Reading passage
_ _ _ _
Among other achievements in nearly 25 years in high tech, she was instrumental in the efforts of U.S and international standards organizations (ANSI, ISO) to persuade a number of computer companies to join the Personal Computer Memory Card International Association (PMCIA)  which led to compatible industry-standard compact PC card storage for cameras and laptop computers.

​In 1994, after she had gynecological surgery, pathologists examining the tissue they had removed decided it was ovarian cancer. She started her first round of chemotherapy. Meanwhile Polaroid imploded, laying off about 1500 people in 1996.  Anticipating trouble, Virginia had moved to Xionics, where she focused on the user interface for its copier.. In 1998, she needed a second surgery and decided to retire. “I thought nature was telling me to slow down,” she recalled

 

During her recovery, she regularly walked from her Belmont home to the nearby Benton Library, a tiny branch of the town library based in a century-old former school chapel. It was about four short blocks away, just the right distance, and, she noted, it had a bathroom. But in 2006 the town decided to close it to save money. Virginia rallied her neighbors and incorporated the nonprofit Friends of the Benton Library, which now operates the facility with volunteer staff and supported entirely by donations. 

 

Following her retirement, she was elected to Belmont Town Meeting, helped edit a local environmental newsletter, joined the Thursday Club, a women’s group founded in 1890 to read aloud from classic works of literature, and became an active member of the Beth El Temple Center.  She enjoyed growing vegetables in her community garden plot. A loyal alumna, she helped organize at least seven Harvard-Radcliffe class reunions and monthly lunch gatherings of Radcliffe classmates..
_ _ _ _
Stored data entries
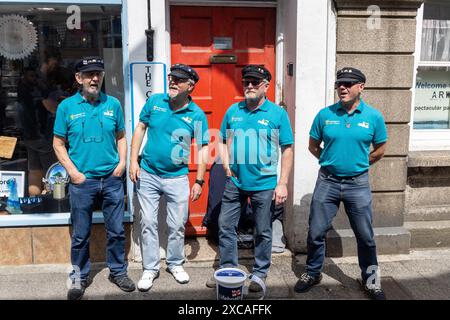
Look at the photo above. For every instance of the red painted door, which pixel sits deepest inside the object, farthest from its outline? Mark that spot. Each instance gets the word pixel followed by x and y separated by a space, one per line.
pixel 205 38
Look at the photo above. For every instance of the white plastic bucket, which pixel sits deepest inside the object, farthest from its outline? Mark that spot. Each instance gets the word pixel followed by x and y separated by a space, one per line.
pixel 230 283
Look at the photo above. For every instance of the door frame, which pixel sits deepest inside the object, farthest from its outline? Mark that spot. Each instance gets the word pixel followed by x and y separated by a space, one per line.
pixel 279 43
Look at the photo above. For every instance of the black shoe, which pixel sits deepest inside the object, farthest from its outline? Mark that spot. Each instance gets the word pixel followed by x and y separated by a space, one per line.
pixel 375 293
pixel 255 287
pixel 211 283
pixel 123 282
pixel 306 282
pixel 77 290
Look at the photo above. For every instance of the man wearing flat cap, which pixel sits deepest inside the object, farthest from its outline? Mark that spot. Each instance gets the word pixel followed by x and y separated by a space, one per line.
pixel 347 130
pixel 171 121
pixel 251 133
pixel 92 124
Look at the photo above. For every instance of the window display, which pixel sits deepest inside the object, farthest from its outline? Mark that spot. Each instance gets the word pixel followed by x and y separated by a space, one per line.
pixel 38 50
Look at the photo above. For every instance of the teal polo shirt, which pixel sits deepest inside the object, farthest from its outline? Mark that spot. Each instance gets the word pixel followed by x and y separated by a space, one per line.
pixel 254 138
pixel 170 134
pixel 91 132
pixel 347 137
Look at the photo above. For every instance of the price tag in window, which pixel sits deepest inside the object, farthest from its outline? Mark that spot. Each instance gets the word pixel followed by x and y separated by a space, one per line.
pixel 7 146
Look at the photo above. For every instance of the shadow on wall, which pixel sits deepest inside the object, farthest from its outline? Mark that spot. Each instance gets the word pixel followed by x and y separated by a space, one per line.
pixel 301 227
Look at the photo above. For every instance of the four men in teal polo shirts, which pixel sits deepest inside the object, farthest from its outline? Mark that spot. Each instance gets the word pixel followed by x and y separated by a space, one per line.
pixel 252 134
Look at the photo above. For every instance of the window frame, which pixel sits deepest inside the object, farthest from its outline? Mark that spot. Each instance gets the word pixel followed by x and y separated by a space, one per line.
pixel 425 139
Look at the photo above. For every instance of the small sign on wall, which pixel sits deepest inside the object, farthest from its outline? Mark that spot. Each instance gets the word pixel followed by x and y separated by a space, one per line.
pixel 147 78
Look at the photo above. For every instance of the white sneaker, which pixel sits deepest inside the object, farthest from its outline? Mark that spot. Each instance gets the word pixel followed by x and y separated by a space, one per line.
pixel 146 281
pixel 179 274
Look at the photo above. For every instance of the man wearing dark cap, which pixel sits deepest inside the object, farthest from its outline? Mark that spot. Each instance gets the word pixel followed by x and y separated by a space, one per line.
pixel 92 124
pixel 251 133
pixel 172 120
pixel 347 130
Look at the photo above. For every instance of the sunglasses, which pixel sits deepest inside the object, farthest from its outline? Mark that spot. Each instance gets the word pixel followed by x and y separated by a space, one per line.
pixel 255 83
pixel 346 84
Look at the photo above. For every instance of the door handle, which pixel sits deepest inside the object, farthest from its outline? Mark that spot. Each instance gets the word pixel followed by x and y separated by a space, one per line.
pixel 223 58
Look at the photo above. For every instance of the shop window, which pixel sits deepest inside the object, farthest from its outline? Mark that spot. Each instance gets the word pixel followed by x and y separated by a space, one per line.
pixel 432 87
pixel 38 50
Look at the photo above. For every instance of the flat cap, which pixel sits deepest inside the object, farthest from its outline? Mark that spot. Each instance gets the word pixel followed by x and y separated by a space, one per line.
pixel 184 71
pixel 90 64
pixel 256 71
pixel 350 74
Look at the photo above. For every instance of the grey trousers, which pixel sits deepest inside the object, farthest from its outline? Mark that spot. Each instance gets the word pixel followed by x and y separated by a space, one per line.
pixel 150 188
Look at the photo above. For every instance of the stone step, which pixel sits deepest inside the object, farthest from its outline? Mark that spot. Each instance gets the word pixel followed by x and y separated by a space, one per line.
pixel 390 240
pixel 429 234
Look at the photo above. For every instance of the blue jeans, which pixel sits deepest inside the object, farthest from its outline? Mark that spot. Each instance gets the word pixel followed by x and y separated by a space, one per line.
pixel 356 195
pixel 262 205
pixel 81 203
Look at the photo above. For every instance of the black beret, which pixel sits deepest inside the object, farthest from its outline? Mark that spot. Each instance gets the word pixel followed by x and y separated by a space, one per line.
pixel 256 71
pixel 184 71
pixel 90 64
pixel 350 74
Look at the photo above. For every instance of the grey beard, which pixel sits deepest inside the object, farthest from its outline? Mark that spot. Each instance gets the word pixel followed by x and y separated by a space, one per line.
pixel 92 96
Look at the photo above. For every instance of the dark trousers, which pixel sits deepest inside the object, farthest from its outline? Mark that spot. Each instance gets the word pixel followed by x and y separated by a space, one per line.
pixel 356 195
pixel 82 198
pixel 232 202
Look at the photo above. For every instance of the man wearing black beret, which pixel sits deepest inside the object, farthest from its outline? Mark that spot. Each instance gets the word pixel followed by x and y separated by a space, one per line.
pixel 251 133
pixel 347 130
pixel 93 125
pixel 172 120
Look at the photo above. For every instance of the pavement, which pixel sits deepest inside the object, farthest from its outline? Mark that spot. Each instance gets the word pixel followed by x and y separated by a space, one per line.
pixel 420 275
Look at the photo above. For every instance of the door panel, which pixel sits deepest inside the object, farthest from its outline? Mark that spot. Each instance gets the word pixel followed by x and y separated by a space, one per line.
pixel 195 37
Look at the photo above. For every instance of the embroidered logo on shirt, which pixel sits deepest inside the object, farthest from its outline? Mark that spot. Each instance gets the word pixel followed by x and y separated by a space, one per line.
pixel 364 124
pixel 109 113
pixel 156 108
pixel 187 119
pixel 76 116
_ _ _ _
Required tasks
a) Answer these questions from the passage about Virginia's life:
(i) In what year did she need a second surgery and decide to retire?
(ii) What did the town decide in 2006 about the Benton Library?
(iii) In what year was the Thursday Club founded?
b) Carry on the passage about Virginia's life, picking up after its last sentence.

Answers for each item
a)
(i) 1998
(ii) To close it to save money
(iii) 1890

b)
 

She also became a certified mediator and an active member and board secretary of North Shore Community Mediation; she did small claims mediation for the Salem District Court.

 

​Sadly, the ovarian cancer came back, after one of the longest remissions on record. No promising treatments were available.

 

​Predeceased by her parents, her sister Patricia, and a cousin,. she is survived by her beloved partner of more than thirty years, John Goodman; two stepsons, Tucker Goodman (Stephanie) and EbenGoodman (Ali), and three step-grandchildren, Elsa, Beau, and Iris Goodman, to whom she was “Grandma Ginny.:  She is also survived by two cousins and many devoted friends..

 

​A service at the Brown & Hickey Funeral Home in Belmont, MA on March 30 conducted by Rabbi Jonathan Kraus was followed by burial at Beit Olam East Cemetery in Wayland, MA.

 

​Tax-deductible donations to the Friends of the Benton Library in her memory would be greatly appreciated by her family and friends.  Checks marked Virginia S. Jordan Fund on the memo line may be sent to The Friends of the Benton Library, P. O. Box 425, Belmont, MA 02476.